# Document extract:
* * * * *

Suppose we ahve a loss function \(J\) (a scalar) and are computing its gradient wrt a matrix \(\mathbf{W} \in R^{n \times m}\). Then we could think of \(J\) as a function of \(\mathbf{W}\) taking \(n m\) inputs (the entries of \(\mathbf{W}\)) to a single output (\(J\)). This means the Jacobian \(\frac{d J}{d \mathbf{W}}\) would be a \(1 \times nm\) vector. But in practice this is not a very useful way of arranging the gradient. It would be much nicer if hte derivatives were in a \(n \times m\) matrix like this:

\[\begin{split}\frac{d\mathbf{J}}{d\mathbf{W}} = \begin{bmatrix} \frac{d J}{d W_{11}} & \dots & \frac{d J}{d W_{1 m}} \\ \vdots & \ddots & \vdots \\ \frac{d J}{d W_{n1}} & \dots & \frac{d J}{d W_{nm}} \\ \end{bmatrix}\end{split}\]

Since this matrix has the same shape as \(\mathbf{W}\), we could just subtract it (times the learning rate) from \(\mathbf{W}\) when doing gradient descent. So (in a slight abuse of notation) let’s find this matrix as \(\frac{d J}{d \mathbf{W}}\) instead.

* * * * *

# Provided data:
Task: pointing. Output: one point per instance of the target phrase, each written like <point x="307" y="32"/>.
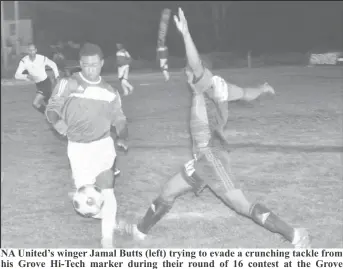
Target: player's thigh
<point x="38" y="100"/>
<point x="126" y="72"/>
<point x="105" y="180"/>
<point x="214" y="168"/>
<point x="163" y="63"/>
<point x="80" y="159"/>
<point x="103" y="155"/>
<point x="176" y="186"/>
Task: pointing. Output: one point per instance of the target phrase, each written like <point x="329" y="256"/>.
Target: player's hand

* * * * *

# What you are asked to do:
According to the passage on matrix gradients, what shape would the Jacobian of J with respect to W have if J is treated as a function of the nm entries of W? The records have nothing to do with the text.

# Written response:
It would be a 1 × nm vector.